Mesela 40 yaşından önce radikal kararlar veremez, yada verdiğimizi sanırız, kendimiz için yaşayamaz, yaşadığımızı iddia ederiz...
Ne oluyorsa kırk yaşında oluyor.
kırılan kol,kanat, cam, can ve kalp , buz gibi su ile bir güzel kırklanıp özenle saklanmak üzere sarılır tüm ruh... 
Baktığında arkana , yaşadıklarına kızarsın ve hayıflanırsın kendi kendine... 
Ah ah,”Şimdi ki aklım olsaydı” dersin! 
Şimdi ki aklın olması için di bunca düşüş oysa! 
Onu bile kırkında anlarsın! Gökyüzünün renklerini, yediğin yemeğin tadını, içtiğin kahvenin kokusunu, giydiğin elbisenin tercihini, çıkacağın seyahatlerin rotasını, sessizliğin sesini , ettiğin dost meclisinde ki sohbetlerini, ailenin ne demek olduğunu, bomboş kalabalığın içinde yok olduğunu, beklentilerinin ne kadar gereksiz olduğunu tam manasıyla kırk yaşına geldiğinde anlar ve görürsün...

Yapılacak iş:
Kırk yaş üzerine yazıdaki "kırılan kol,kanat, cam, can" ile "anlar ve görürsün..." arasındaki bölümü, ikisi de dahil olmak üzere yeniden yazın. Bunu yaparken "kahvenin" yerine "çayın" koyarak metni güncelleyin.

Verilen bilgiler:
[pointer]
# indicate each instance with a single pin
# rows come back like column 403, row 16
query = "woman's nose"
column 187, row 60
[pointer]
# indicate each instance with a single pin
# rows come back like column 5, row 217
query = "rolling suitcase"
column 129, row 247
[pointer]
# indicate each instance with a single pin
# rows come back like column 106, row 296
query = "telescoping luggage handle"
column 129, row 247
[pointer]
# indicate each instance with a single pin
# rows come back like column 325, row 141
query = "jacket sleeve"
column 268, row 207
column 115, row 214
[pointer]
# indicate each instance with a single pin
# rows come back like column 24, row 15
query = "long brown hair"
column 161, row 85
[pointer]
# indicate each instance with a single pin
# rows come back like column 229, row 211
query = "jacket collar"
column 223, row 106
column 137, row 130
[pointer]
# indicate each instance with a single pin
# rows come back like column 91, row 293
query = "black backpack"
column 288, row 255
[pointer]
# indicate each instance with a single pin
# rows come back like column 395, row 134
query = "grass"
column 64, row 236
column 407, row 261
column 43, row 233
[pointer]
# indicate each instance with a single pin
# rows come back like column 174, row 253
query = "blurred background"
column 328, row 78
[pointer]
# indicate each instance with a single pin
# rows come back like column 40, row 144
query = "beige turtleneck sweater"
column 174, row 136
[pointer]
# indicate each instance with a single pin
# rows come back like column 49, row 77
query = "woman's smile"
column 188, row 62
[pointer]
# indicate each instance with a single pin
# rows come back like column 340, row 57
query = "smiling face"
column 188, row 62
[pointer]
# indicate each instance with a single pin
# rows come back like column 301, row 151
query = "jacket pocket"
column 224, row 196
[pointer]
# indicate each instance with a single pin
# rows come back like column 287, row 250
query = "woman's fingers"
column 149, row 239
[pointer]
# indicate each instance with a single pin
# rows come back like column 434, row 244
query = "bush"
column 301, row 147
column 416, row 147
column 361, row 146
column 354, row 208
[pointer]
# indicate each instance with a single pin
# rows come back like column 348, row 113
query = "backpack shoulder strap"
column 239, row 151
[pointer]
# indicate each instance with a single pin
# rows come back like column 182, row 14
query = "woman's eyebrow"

Doğru cevap:
kırılan kol,kanat, cam, can ve kalp , buz gibi su ile bir güzel kırklanıp özenle saklanmak üzere sarılır tüm ruh... 
Baktığında arkana , yaşadıklarına kızarsın ve hayıflanırsın kendi kendine... 
Ah ah,”Şimdi ki aklım olsaydı” dersin! 
Şimdi ki aklın olması için di bunca düşüş oysa! 
Onu bile kırkında anlarsın! Gökyüzünün renklerini, yediğin yemeğin tadını, içtiğin çayın kokusunu, giydiğin elbisenin tercihini, çıkacağın seyahatlerin rotasını, sessizliğin sesini , ettiğin dost meclisinde ki sohbetlerini, ailenin ne demek olduğunu, bomboş kalabalığın içinde yok olduğunu, beklentilerinin ne kadar gereksiz olduğunu tam manasıyla kırk yaşına geldiğinde anlar ve görürsün...